_Prompt_: Can you scale the rows below, from the start of the rows up to and including the line with "[0,0,324,198]", by multiplying every bounding-box coordinate in the answers by 1.2 and rounding to whole numbers, halves up? Repeat all of those lines, requests included, and give nothing beyond them.

(Excerpts of labeled region data)
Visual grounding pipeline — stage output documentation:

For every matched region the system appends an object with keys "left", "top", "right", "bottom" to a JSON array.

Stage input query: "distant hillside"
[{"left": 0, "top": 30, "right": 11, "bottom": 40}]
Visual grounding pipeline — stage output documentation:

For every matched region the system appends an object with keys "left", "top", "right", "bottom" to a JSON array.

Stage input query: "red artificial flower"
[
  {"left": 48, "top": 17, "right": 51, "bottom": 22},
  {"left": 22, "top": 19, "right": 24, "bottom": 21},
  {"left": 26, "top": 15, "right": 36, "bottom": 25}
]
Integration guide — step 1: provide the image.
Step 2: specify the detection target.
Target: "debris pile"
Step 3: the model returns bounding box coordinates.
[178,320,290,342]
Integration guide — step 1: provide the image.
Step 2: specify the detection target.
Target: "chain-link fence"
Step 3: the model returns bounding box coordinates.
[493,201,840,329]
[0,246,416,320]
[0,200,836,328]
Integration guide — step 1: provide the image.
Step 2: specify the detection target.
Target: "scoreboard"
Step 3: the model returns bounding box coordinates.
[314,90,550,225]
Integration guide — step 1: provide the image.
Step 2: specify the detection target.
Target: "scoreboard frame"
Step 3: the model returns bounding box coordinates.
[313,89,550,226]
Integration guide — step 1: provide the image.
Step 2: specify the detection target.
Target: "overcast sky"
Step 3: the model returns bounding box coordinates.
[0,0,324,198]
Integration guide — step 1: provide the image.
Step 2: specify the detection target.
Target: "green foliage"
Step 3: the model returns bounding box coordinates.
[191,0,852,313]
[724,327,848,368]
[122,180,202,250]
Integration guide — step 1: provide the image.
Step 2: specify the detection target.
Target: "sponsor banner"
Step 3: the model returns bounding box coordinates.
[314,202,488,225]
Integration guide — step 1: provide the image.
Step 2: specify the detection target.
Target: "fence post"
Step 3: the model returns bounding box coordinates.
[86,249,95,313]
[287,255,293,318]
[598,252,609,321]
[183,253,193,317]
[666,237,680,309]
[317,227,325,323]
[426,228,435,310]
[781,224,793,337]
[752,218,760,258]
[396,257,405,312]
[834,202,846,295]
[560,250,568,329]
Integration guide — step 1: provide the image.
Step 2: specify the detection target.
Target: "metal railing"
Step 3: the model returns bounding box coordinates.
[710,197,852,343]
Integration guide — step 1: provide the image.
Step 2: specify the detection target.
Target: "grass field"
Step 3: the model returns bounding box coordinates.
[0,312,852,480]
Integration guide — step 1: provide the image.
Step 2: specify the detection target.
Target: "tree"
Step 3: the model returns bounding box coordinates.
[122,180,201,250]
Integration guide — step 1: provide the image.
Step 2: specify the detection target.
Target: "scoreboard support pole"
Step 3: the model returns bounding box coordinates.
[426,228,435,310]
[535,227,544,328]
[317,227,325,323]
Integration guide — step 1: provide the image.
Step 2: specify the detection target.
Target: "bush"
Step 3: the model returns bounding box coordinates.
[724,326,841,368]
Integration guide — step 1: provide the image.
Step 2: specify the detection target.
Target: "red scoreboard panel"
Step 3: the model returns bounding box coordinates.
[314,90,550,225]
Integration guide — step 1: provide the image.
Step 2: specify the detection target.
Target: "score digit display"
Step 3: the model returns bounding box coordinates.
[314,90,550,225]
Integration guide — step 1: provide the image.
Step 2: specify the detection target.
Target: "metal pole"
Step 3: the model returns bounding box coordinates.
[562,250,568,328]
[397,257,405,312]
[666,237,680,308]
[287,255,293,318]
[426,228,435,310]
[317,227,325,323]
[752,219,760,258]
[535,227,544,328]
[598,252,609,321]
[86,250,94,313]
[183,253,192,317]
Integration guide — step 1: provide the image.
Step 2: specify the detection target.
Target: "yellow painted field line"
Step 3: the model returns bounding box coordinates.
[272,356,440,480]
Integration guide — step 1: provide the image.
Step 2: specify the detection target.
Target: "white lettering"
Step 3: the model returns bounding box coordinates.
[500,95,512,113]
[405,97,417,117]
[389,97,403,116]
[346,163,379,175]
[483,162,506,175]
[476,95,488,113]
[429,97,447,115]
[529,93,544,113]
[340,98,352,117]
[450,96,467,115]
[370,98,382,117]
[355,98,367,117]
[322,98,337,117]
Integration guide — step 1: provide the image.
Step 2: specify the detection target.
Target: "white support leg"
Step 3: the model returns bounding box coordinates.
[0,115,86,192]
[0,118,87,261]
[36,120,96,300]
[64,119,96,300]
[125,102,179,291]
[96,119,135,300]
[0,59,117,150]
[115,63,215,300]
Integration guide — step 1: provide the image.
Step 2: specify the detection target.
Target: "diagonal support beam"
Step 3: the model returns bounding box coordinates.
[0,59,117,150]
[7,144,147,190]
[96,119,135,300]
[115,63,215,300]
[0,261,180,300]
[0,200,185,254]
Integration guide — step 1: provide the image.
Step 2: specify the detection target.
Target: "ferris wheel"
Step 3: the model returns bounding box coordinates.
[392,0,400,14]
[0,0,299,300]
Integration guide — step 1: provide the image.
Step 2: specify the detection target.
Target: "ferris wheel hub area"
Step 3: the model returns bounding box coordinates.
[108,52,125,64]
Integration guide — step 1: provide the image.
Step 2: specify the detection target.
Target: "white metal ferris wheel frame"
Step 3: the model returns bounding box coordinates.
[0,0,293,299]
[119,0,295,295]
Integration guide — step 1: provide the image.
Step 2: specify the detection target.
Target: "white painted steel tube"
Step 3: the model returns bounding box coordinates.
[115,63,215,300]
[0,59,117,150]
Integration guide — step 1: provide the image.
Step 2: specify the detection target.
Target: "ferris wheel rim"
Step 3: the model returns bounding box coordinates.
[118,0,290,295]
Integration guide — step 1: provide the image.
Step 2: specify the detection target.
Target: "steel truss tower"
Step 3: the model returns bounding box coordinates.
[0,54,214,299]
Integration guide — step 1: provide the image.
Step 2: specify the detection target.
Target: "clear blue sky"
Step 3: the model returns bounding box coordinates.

_Solution_:
Visual grounding pipeline — stage output documentation:

For every matched region the system appends an object with keys "left", "top", "right", "bottom" to a JSON array.

Stage input query: "distant hillside"
[{"left": 0, "top": 36, "right": 13, "bottom": 48}]
Visual grounding pipeline — stage output documentation:

For every matched region the system appends an object with keys "left", "top", "right", "bottom" to a JSON array.

Stage input query: "red artificial flower"
[
  {"left": 58, "top": 20, "right": 61, "bottom": 26},
  {"left": 26, "top": 23, "right": 29, "bottom": 25},
  {"left": 31, "top": 18, "right": 43, "bottom": 30}
]
Integration guide — step 1: provide the image.
Step 2: specify the detection target.
Target: "debris pile"
Step 3: the model returns bounding box coordinates.
[214,384,348,410]
Integration guide — step 1: provide the image.
Step 2: specify the detection target.
Target: "chain-link fence"
Step 3: the model returns bounding box coordinates.
[592,241,1008,395]
[0,295,499,384]
[0,240,1003,394]
Integration guide — step 1: provide the image.
Step 2: specify the detection target.
Target: "scoreboard"
Step 3: the model returns bounding box coordinates.
[377,108,660,270]
Integration guide — step 1: provide the image.
Step 2: specify the detection target.
Target: "scoreboard frame"
Step 3: the model returns bounding box coordinates.
[376,107,660,271]
Integration guide — step 1: provide the image.
Step 2: specify the detection target.
Target: "overcast sky"
Step 3: the model returns bounding box coordinates.
[0,0,389,238]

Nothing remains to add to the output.